= QUOTED PASSAGE =
___

I watch the news. On the first night of the invasion, a young woman is interviewed in Kyev. She is in shock, flurried. “It’s hard to know how to act or what to do,” she says, and we the viewers can feel her truth. Behind her a missile-struck apartment highrise fumes with smoke. We were all hoping this invasion would last for a day or three at most, but on day four Macron after a 90 minute conversation with Putin expresses his bleak fear that the worst is yet to come. There are videos of families crowding into train stations. Babies cry, children clutch stuffed animals, pets are carried in backpacks and arms, their eyes eloquent. Miss Ukraine arms herself with an automatic weapon. A soldier in his 20s, voice trembling, tells a reporter that in Ukraine women and children are trying to stop tanks with their bare hands.

Russian forces are destroying Ukrainian cities. The death toll rises. In the latest updates Russians have captured Europe’s largest nuclear power station, which initially caught fire but we are being told by nuclear watchdogs that it continues to be able to cool properly.

Such a failure of global leadership, such a failure of modernity to have the moods of one man dictate the likelihood of nuclear World War III.

It got me thinking about what we’d say in this moment if we knew that nukes would really be thrown, changing life for everyone and everything on the planet.

We would say I love you to the people that already know it, and some of us would say it to people who maybe didn’t know it, not for sure, and still others would say it for the first time, because nothing is forbidden when the endless now we all live in ends all at once, taking with it the future.

Maybe we would say, I’m sorry, and you were right and I miss you. We would say, I should have told you how wonderful you are, how wonderful you made me feel.

Or we would say, I don’t care about any of that anymore.

We would say, If only.

___

= DATA EXCERPTS =
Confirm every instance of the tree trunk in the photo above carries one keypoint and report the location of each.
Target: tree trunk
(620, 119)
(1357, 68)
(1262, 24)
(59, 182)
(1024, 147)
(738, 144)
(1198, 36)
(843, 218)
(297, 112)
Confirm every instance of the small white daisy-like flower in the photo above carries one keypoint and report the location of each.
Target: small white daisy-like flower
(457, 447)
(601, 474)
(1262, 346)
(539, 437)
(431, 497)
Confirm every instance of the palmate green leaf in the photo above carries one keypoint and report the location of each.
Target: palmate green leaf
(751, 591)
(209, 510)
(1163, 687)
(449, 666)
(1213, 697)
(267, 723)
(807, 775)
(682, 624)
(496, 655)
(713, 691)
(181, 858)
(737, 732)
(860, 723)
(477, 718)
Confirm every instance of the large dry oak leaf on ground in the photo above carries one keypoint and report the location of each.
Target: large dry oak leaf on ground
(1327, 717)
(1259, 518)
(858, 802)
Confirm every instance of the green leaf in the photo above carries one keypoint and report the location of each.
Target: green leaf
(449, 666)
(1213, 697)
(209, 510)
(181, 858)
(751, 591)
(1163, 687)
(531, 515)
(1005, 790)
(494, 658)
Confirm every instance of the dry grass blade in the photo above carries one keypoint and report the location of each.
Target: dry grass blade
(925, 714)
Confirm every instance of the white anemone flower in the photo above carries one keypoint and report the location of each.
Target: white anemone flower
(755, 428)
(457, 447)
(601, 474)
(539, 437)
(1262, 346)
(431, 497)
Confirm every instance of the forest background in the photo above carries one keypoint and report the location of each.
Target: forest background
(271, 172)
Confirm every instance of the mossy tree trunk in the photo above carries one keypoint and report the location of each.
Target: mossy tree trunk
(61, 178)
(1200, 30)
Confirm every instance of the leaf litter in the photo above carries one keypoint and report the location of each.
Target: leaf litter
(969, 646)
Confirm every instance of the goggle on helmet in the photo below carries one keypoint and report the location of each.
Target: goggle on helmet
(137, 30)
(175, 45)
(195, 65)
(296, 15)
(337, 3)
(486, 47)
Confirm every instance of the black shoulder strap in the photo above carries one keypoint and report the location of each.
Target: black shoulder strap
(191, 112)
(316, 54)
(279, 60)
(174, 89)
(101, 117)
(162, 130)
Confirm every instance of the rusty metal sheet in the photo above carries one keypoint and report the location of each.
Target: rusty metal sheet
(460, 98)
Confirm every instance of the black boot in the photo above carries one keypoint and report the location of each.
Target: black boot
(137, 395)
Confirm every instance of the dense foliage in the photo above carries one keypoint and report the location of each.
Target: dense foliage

___

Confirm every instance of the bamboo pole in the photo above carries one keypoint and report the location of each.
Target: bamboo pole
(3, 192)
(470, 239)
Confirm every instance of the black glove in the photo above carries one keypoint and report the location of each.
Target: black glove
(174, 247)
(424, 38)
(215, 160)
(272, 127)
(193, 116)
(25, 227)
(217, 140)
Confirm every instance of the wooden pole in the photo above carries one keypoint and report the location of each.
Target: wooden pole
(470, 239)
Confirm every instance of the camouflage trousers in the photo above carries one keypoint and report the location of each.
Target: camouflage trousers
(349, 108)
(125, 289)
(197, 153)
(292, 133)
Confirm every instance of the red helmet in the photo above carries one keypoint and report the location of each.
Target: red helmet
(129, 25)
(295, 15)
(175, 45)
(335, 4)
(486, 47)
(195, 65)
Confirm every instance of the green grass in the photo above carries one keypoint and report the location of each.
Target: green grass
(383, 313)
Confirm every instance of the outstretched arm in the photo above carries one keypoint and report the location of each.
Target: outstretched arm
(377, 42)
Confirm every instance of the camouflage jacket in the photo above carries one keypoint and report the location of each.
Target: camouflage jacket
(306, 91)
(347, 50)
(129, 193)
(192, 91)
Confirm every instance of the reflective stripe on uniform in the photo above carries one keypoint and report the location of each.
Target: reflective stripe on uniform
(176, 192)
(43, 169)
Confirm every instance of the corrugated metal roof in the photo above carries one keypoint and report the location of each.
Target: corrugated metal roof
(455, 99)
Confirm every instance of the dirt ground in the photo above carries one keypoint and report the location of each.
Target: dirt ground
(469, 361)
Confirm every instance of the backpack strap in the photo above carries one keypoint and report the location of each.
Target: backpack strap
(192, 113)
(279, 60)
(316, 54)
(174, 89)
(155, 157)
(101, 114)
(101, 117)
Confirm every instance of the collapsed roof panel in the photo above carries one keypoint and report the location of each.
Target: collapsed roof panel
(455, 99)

___

= TASK SET =
1) The Ukraine invasion essay imagines what we would say if nuclear war were certain. List each thing it says we would say.
2) Put this sentence from the Ukraine invasion essay into Spanish: "There are videos of families crowding into train stations."
3) Reproduce a passage from the Ukraine invasion essay. Begin at the words "We would say I" and stop after "of that anymore.".
The data play no part in what comes next.

= ANSWERS GIVEN =
1)
- I love you
- I'm sorry
- you were right
- I miss you
- I should have told you how wonderful you are, how wonderful you made me feel
- I don't care about any of that anymore
- If only

2) Hay videos de familias que se agolpan en las estaciones de tren.

3)
We would say I love you to the people that already know it, and some of us would say it to people who maybe didn’t know it, not for sure, and still others would say it for the first time, because nothing is forbidden when the endless now we all live in ends all at once, taking with it the future.

Maybe we would say, I’m sorry, and you were right and I miss you. We would say, I should have told you how wonderful you are, how wonderful you made me feel.

Or we would say, I don’t care about any of that anymore.